SOURCE MATERIAL:
[Start of Attachment]
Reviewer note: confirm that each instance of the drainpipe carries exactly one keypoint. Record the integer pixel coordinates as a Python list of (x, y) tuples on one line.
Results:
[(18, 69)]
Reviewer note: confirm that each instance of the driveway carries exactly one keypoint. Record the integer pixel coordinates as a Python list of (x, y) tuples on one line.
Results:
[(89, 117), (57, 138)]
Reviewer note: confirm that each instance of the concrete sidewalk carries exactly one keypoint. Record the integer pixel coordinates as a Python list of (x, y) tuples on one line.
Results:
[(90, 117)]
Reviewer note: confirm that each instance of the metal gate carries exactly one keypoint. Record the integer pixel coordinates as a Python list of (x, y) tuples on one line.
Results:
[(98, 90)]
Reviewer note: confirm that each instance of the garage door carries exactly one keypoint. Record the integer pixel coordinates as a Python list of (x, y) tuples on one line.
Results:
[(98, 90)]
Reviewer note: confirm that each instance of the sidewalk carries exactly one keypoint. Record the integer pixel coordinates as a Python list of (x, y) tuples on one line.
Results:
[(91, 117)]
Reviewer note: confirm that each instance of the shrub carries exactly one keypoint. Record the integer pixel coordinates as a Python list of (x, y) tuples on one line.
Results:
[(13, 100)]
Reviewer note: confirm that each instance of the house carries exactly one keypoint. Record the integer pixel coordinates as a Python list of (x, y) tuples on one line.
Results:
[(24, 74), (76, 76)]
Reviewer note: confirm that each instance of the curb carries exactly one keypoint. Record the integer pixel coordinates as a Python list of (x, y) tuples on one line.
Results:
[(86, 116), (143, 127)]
[End of Attachment]
EXERCISE DIRECTIONS:
The material must be reproduced word for word.

TASK SOLUTION:
Reviewer note: confirm that each instance of the drainpipe carries exactly one keypoint. Record the integer pixel coordinates as a Python list of (x, y) tuples on one line.
Results:
[(18, 69)]
Reviewer note: confirm that each instance of the driveway carries exactly one keypoint. Record the integer pixel coordinates as a Python list of (x, y) tuples on one line.
Results:
[(89, 117), (57, 138)]
Reviewer note: confirm that each instance of the concrete sidewalk carries exactly one keypoint. Record the integer pixel coordinates as a Python list of (x, y) tuples on one line.
Results:
[(90, 117)]
Reviewer note: confirm that each instance of the metal gate carries exactly one keypoint. Record the integer pixel coordinates as a Python list of (x, y) tuples on one line.
Results:
[(98, 90)]
Reviewer note: confirm that each instance of the garage door carries exactly one keypoint. Record the integer pixel coordinates as a Python list of (x, y) tuples on one line.
Results:
[(98, 90)]
Reviewer note: confirm that each instance of the sidewalk carries exactly one keypoint. Record the integer pixel coordinates as a Python list of (x, y) tuples on one line.
Results:
[(91, 117)]
Reviewer note: confirm that each instance of the shrub carries exactly one keypoint. Record the integer pixel coordinates as a Python list of (x, y) tuples on one line.
Results:
[(13, 100)]
Reviewer note: confirm that each instance of the house carries exactly one keypoint. Record the integer pixel coordinates as a Python list of (x, y) tuples on one line.
Results:
[(24, 74), (76, 76)]
Reviewer note: confirm that each instance of the curb carries exactly one keypoint. Record the integer pixel coordinates as a Python list of (x, y) tuples on one line.
Results:
[(86, 116), (143, 127)]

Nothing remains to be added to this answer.